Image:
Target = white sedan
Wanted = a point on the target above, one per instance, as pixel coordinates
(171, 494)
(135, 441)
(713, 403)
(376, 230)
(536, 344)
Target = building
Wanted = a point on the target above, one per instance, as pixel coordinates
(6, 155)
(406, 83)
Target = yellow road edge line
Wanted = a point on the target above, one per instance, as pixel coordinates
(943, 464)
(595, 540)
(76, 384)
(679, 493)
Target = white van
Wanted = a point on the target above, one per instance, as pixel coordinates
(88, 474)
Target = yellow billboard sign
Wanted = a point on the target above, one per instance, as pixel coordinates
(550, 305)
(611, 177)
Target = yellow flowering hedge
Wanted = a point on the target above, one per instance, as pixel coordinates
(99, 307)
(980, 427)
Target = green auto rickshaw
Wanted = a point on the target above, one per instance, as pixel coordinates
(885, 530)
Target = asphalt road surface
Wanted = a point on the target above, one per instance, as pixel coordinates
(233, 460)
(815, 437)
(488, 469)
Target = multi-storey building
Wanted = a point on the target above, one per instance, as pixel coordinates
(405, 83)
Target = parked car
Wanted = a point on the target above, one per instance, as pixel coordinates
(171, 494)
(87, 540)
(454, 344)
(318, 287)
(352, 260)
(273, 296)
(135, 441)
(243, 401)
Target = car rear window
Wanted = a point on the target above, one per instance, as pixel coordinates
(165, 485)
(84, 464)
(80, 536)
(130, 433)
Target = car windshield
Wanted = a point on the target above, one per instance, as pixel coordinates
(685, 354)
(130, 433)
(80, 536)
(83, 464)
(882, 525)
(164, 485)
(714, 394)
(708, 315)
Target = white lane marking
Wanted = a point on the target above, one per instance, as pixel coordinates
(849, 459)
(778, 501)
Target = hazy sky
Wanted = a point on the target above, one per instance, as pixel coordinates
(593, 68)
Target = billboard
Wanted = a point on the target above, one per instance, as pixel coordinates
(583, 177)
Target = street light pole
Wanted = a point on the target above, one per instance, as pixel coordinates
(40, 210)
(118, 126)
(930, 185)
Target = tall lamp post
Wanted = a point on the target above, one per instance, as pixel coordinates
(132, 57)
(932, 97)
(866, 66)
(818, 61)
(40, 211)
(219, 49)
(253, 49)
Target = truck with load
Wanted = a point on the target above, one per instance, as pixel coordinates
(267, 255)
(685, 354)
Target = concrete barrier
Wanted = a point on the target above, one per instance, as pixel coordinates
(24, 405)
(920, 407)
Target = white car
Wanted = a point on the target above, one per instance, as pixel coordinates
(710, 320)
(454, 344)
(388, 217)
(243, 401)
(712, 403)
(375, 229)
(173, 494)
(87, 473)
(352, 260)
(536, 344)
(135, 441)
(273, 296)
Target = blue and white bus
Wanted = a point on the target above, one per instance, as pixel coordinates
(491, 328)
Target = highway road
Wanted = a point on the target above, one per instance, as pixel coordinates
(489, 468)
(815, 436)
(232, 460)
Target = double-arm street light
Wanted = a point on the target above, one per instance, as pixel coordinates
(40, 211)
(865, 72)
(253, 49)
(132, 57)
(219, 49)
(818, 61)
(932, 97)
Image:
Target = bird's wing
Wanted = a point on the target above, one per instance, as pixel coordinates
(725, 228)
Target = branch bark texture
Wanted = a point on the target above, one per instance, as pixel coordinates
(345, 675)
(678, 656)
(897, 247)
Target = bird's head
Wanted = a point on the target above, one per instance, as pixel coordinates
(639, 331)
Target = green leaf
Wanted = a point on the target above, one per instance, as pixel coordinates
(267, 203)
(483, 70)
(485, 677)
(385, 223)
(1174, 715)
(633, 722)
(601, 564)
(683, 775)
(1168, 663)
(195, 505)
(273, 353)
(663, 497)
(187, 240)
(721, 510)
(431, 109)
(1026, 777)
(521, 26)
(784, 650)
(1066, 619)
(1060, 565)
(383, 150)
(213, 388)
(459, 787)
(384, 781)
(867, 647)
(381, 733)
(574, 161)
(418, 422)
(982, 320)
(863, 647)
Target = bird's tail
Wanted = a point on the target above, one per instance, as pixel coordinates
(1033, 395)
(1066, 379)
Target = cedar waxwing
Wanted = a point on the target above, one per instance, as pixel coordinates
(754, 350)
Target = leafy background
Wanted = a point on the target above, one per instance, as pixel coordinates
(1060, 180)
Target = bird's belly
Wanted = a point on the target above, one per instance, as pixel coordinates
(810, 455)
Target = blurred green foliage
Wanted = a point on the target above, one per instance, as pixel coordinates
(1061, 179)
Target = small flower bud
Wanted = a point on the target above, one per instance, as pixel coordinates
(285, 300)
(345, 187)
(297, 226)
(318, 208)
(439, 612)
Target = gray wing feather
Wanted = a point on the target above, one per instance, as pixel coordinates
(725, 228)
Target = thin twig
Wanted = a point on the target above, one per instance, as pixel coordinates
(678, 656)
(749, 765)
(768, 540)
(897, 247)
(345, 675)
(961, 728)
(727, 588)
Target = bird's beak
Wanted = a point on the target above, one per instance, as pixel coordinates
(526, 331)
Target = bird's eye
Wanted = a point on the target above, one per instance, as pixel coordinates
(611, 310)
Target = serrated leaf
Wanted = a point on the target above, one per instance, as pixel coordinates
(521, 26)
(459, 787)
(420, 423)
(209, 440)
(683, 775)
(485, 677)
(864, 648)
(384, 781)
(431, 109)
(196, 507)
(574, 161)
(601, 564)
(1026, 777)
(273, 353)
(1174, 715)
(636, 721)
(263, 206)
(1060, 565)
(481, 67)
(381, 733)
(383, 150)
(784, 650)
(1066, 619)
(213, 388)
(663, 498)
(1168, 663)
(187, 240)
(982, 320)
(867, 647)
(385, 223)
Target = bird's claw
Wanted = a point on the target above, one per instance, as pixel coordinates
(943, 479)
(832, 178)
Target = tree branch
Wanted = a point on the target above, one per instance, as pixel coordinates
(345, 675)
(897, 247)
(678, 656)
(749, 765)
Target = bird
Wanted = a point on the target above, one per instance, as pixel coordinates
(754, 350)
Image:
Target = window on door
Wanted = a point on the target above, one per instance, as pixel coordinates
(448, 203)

● To be done
From the line holding "Target = bird's beak" through the last line above, reproduce each line exactly and add nothing.

● The solution
Target = bird's beak
Wanted = a point on the target above, one per instance, as pixel coordinates
(526, 331)
Target = bird's eye
Wanted = a point on the target above, one per instance, as pixel coordinates
(611, 310)
Target = serrated leaf
Wanted = a point on the target above, one per instance, as pixel coordinates
(521, 26)
(459, 787)
(420, 423)
(209, 440)
(683, 775)
(485, 677)
(864, 648)
(384, 781)
(431, 109)
(196, 507)
(574, 161)
(601, 564)
(1026, 777)
(273, 353)
(1174, 715)
(636, 721)
(263, 206)
(1060, 565)
(481, 67)
(381, 733)
(383, 150)
(784, 650)
(1066, 619)
(213, 388)
(663, 498)
(1168, 663)
(187, 240)
(982, 320)
(867, 647)
(385, 223)
Target = bird's claw
Wanted = a point on the target above, one per instance, as pixel coordinates
(943, 479)
(832, 178)
Target = tree branch
Wanted = a point on the target above, one per instance, as pixel coordinates
(345, 675)
(897, 247)
(678, 656)
(749, 765)
Target = bird
Wanted = a point on the target above, one per instance, as pixel coordinates
(754, 350)
Image:
Target = window on door
Wanted = a point on the target above, one per instance, as pixel coordinates
(448, 203)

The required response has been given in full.